— Start Extracted entries —
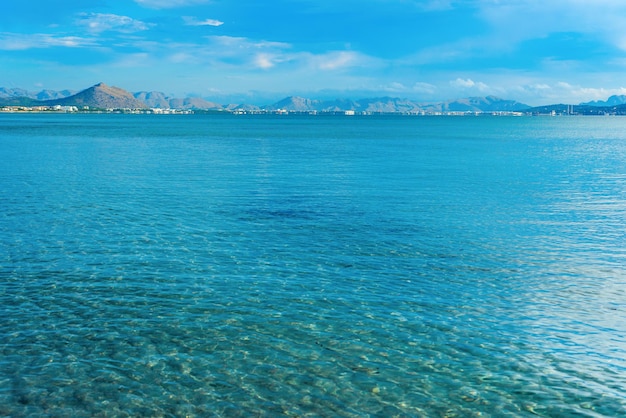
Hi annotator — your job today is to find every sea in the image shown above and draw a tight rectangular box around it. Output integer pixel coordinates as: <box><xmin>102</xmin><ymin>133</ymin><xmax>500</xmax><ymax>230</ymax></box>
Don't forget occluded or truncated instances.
— End Extracted entries —
— Start Extracted entries —
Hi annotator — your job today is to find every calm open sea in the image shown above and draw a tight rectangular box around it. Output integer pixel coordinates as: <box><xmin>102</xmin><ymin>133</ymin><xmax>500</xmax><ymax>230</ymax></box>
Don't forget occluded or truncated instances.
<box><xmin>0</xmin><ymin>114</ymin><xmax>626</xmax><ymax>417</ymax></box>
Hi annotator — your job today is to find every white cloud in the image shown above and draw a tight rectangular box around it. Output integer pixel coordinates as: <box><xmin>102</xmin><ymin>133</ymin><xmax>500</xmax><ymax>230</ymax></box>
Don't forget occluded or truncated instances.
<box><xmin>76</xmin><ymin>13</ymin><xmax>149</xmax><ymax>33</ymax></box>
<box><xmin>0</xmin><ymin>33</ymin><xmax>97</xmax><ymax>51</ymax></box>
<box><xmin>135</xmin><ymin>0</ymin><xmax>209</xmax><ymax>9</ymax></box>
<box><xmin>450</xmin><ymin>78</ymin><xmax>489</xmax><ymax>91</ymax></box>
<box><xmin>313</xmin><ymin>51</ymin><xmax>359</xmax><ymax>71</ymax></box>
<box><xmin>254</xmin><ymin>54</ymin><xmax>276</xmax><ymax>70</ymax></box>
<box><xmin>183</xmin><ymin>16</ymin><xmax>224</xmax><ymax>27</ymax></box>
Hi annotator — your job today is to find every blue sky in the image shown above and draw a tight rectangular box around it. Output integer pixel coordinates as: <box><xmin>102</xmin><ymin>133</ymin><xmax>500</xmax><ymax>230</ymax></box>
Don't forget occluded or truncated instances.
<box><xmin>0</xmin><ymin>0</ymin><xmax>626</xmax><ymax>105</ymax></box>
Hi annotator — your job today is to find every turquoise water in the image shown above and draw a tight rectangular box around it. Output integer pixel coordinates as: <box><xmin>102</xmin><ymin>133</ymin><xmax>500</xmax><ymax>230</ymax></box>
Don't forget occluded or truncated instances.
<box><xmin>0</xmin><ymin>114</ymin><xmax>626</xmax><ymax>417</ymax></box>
— End Extracted entries —
Brief >>
Please count the preceding lines that contain the word "above" and reply with that number alone.

Task result >>
5